→ TASKS FOR THIS EXERCISE:
- A) List every distinct @-mention of a forum user that appears in the forum excerpt on cleaning text data.
- B) Transcribe the part of the forum excerpt on cleaning text data that begins at the words "What will be" and stops after the words "for sentiment analysis.".

→ DOCUMENT EXCERPT:
- - -

What will be the best approach to handle/ rather clean such data, I am looking to create a word cloud and use the Cognitive services for sentiment analysis.

@jps ,

Have you seen this video from @Melissa? I think the general approach she lays out to developing custom text cleaning functions would be highly relevant here:

I also think this video from @AntrikshSharma will be helpful:

  • Brian
2 Likes

Thank you @BrianJ , Both of them are such a great resource,

I have just attempted he steps shared by @AntrikshSharma in his Video, I am getting stuck with an error

So Basically I had a table, I removed all other columns and kept just the comments column. and applied the Following Code:

let
    Source = #"Feedback Data",
    #"Removed Other Columns" = Table.SelectColumns(Source,{"Comments"}),
    ToKeep=
            let 
                CapitalAlphabets = {"A".."Z"},
                SmallAlphabets = {"a".."z"},
                OneList = CapitalAlphabets & SmallAlphabets
            in 
                OneList,
    CleanText = Text.Select(#"Removed Other Columns",ToKeep)

- - -

→ EXTRACTED RECORDS:
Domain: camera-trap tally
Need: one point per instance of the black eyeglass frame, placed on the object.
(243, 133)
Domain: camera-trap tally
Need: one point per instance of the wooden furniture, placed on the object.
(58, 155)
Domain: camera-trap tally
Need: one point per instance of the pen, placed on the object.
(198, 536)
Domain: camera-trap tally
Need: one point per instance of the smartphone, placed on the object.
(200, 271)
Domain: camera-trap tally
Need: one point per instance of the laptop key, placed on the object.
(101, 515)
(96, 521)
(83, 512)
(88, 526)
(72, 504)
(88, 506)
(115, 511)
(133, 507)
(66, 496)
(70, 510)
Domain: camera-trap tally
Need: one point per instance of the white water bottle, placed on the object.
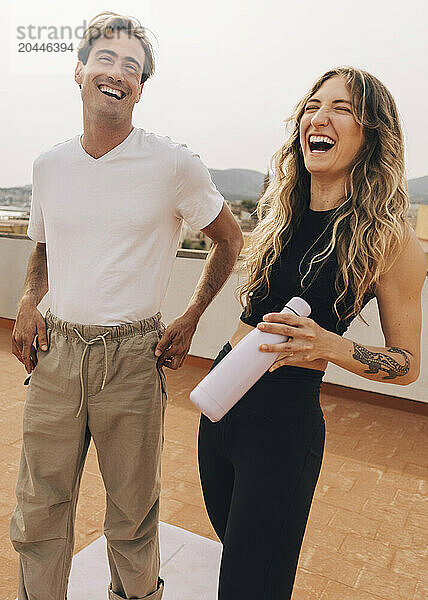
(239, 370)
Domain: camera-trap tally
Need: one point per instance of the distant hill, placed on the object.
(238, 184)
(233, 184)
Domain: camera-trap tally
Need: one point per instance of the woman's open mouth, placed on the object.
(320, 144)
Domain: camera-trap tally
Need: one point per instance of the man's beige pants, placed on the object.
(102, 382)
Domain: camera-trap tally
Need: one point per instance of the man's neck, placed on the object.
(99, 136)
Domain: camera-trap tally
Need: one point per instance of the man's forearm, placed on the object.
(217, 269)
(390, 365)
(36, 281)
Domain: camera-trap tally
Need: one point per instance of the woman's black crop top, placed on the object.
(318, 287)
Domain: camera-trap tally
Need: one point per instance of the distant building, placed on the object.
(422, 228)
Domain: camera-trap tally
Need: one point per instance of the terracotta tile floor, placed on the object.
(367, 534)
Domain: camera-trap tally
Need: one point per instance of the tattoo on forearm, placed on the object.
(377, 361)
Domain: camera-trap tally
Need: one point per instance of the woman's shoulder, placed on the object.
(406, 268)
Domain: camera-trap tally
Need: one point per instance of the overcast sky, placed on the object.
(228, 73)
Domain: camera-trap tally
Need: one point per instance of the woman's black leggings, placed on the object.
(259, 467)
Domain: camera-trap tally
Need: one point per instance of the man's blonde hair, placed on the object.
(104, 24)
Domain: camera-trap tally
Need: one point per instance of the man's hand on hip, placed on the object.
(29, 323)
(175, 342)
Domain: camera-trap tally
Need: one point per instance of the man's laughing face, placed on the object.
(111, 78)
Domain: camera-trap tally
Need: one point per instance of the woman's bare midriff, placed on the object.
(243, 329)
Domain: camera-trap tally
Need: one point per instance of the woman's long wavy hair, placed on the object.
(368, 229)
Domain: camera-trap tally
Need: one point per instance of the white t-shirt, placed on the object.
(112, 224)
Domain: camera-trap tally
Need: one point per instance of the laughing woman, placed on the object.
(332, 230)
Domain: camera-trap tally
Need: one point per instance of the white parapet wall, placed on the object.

- - -

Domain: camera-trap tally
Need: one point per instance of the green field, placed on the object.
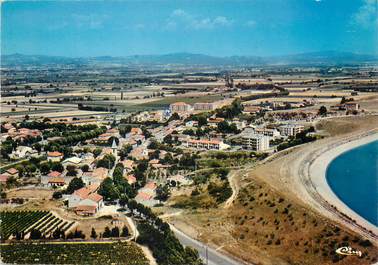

- - -

→ SOLUTIONS:
- A)
@jps
@Melissa
@AntrikshSharma
@BrianJ

- B)
What will be the best approach to handle/ rather clean such data, I am looking to create a word cloud and use the Cognitive services for sentiment analysis.